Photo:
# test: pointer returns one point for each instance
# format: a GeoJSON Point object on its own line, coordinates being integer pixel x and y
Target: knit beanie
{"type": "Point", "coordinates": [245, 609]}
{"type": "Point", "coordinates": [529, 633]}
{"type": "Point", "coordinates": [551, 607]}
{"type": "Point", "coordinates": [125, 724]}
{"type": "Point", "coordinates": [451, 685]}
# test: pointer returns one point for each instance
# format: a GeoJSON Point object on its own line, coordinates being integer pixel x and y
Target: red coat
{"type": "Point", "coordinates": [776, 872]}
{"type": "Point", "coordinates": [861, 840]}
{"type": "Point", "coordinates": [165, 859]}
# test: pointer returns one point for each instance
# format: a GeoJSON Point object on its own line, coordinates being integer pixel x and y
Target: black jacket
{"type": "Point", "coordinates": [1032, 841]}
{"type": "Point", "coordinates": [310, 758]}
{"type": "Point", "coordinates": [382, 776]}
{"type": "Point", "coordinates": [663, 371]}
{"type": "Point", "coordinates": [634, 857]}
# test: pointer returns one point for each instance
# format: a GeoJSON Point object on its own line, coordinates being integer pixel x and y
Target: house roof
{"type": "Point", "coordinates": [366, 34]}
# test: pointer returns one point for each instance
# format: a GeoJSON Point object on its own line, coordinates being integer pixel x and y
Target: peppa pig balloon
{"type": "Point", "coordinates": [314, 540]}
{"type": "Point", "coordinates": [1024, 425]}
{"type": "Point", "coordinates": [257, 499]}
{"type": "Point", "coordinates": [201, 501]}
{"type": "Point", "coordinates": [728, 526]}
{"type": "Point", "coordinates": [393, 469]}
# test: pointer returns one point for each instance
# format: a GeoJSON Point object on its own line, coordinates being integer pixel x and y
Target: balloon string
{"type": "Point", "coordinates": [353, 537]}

::::::

REQUIRED WORK: Please lay out the listing above as a JSON list of strings, one string per line, with blank lines left out.

THE RESPONSE:
[
  "Photo:",
  "# test: pointer returns one point for each instance",
  "# format: a GeoJSON Point object on its own line, coordinates being integer pixel x and y",
  "Target: knit beanie",
  "{\"type\": \"Point\", \"coordinates\": [245, 609]}",
  "{\"type\": \"Point\", \"coordinates\": [529, 633]}",
  "{\"type\": \"Point\", \"coordinates\": [551, 607]}",
  "{\"type\": \"Point\", \"coordinates\": [125, 724]}",
  "{\"type\": \"Point\", \"coordinates\": [451, 685]}",
  "# test: pointer returns one point for each instance",
  "# format: a GeoJSON Point object on its own line, coordinates being integer pixel x and y",
  "Target: red coat",
  "{\"type\": \"Point\", \"coordinates\": [776, 872]}",
  "{\"type\": \"Point\", \"coordinates\": [861, 840]}",
  "{\"type\": \"Point\", \"coordinates\": [165, 859]}",
  "# test: pointer returns one point for each instance",
  "# format: a GeoJSON Point object on its own line, coordinates being integer pixel x and y",
  "Target: black jacket",
  "{\"type\": \"Point\", \"coordinates\": [1032, 841]}",
  "{\"type\": \"Point\", \"coordinates\": [310, 758]}",
  "{\"type\": \"Point\", \"coordinates\": [382, 776]}",
  "{\"type\": \"Point\", \"coordinates\": [663, 371]}",
  "{\"type\": \"Point\", \"coordinates\": [634, 857]}",
  "# test: pointer returns one point for each instance",
  "# format: a GeoJSON Point object on its own line, coordinates being integer pixel x and y",
  "Target: house roof",
  "{\"type\": \"Point\", \"coordinates\": [366, 34]}",
  "# test: pointer returns one point for each instance",
  "# format: a GeoJSON Point object on its own line, coordinates being integer pixel x and y",
  "Target: peppa pig balloon",
  "{\"type\": \"Point\", \"coordinates\": [314, 540]}",
  "{\"type\": \"Point\", \"coordinates\": [1024, 425]}",
  "{\"type\": \"Point\", \"coordinates\": [257, 499]}",
  "{\"type\": \"Point\", \"coordinates\": [201, 501]}",
  "{\"type\": \"Point\", \"coordinates\": [728, 526]}",
  "{\"type\": \"Point\", \"coordinates\": [393, 469]}",
  "# test: pointer returns one point for each instance",
  "# format: a GeoJSON Point object on its own line, coordinates being integer pixel x and y",
  "Target: balloon string",
  "{\"type\": \"Point\", \"coordinates\": [353, 537]}"
]